[Information Boundary: Start]

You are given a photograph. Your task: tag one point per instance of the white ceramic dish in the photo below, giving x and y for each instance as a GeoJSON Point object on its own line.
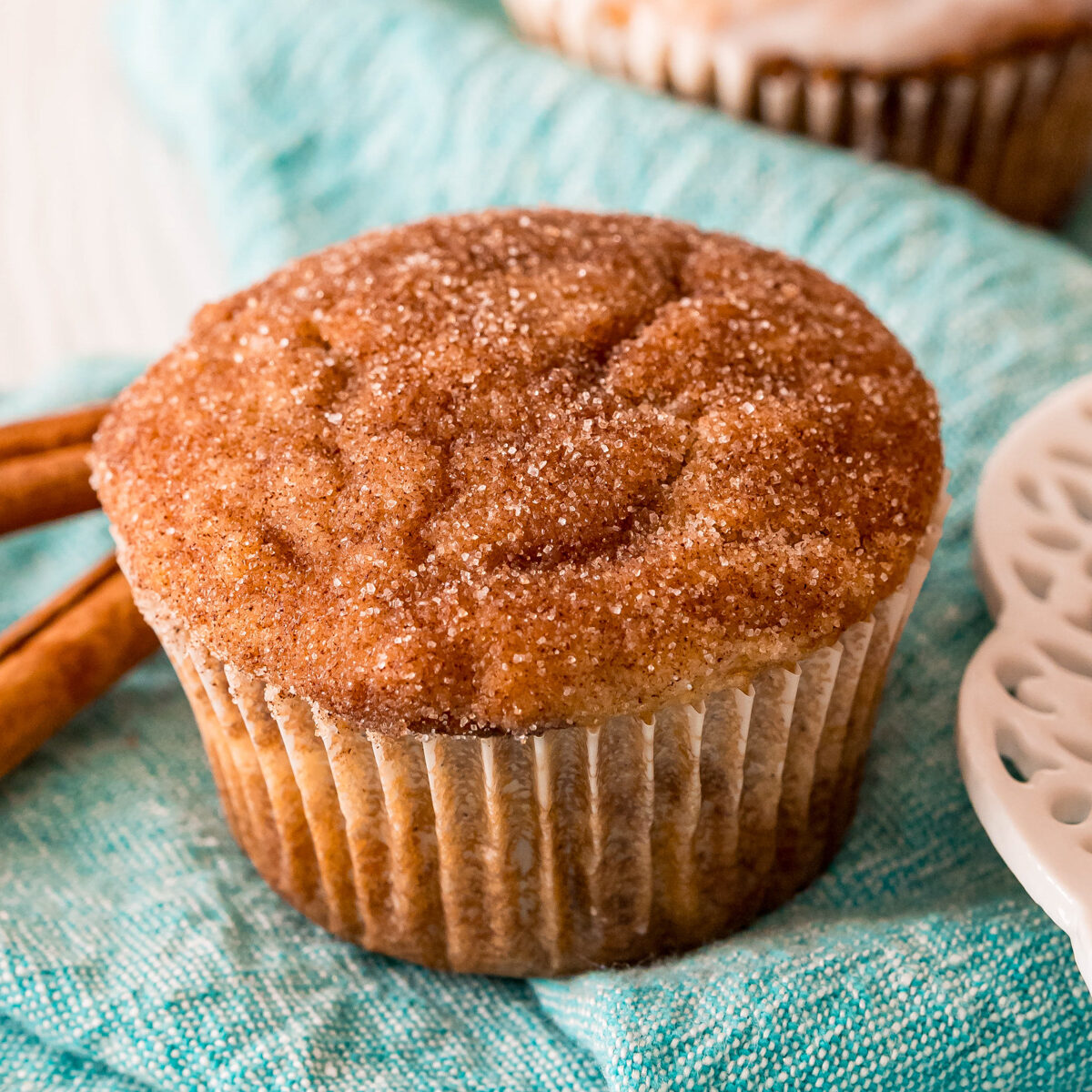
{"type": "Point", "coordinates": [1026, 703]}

[Information Boundary: End]
[Information Boundary: Start]

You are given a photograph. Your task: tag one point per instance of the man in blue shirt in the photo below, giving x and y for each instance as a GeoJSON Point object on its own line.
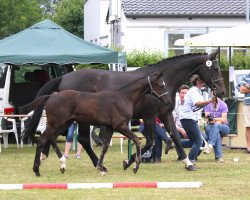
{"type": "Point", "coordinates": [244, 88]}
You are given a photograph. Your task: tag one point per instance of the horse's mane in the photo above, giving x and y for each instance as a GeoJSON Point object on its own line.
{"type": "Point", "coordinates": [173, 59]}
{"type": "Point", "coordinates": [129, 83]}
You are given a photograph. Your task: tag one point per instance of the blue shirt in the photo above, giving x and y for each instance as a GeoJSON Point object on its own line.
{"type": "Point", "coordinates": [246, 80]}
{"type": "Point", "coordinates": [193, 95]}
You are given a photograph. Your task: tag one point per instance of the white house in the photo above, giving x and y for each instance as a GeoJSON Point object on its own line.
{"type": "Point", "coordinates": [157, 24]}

[Information Boundary: End]
[Information Boundary: Start]

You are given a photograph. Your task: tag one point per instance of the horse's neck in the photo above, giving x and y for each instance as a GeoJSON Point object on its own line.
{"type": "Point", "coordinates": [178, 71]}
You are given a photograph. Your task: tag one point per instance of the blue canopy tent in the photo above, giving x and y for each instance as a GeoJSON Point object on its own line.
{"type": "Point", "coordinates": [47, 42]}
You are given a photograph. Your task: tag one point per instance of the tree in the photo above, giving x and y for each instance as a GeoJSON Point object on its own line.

[Information Boundary: End]

__Instructions for the task__
Above are the lines; repeat exactly the ones from the line containing "the blue canopy" down to the line containing "of the tree", both inclusive.

__Task output__
You are given a photograph. Your task: tag one point per instance of the blue canopy tent in the photo above, giving x and y for each instance as a GeoJSON Point object on its own line.
{"type": "Point", "coordinates": [47, 42]}
You are given a photograph. Your task: tag one point per instance of the tree in the photo above, giving x and y for each instance as a GeoJSON Point object on its own line.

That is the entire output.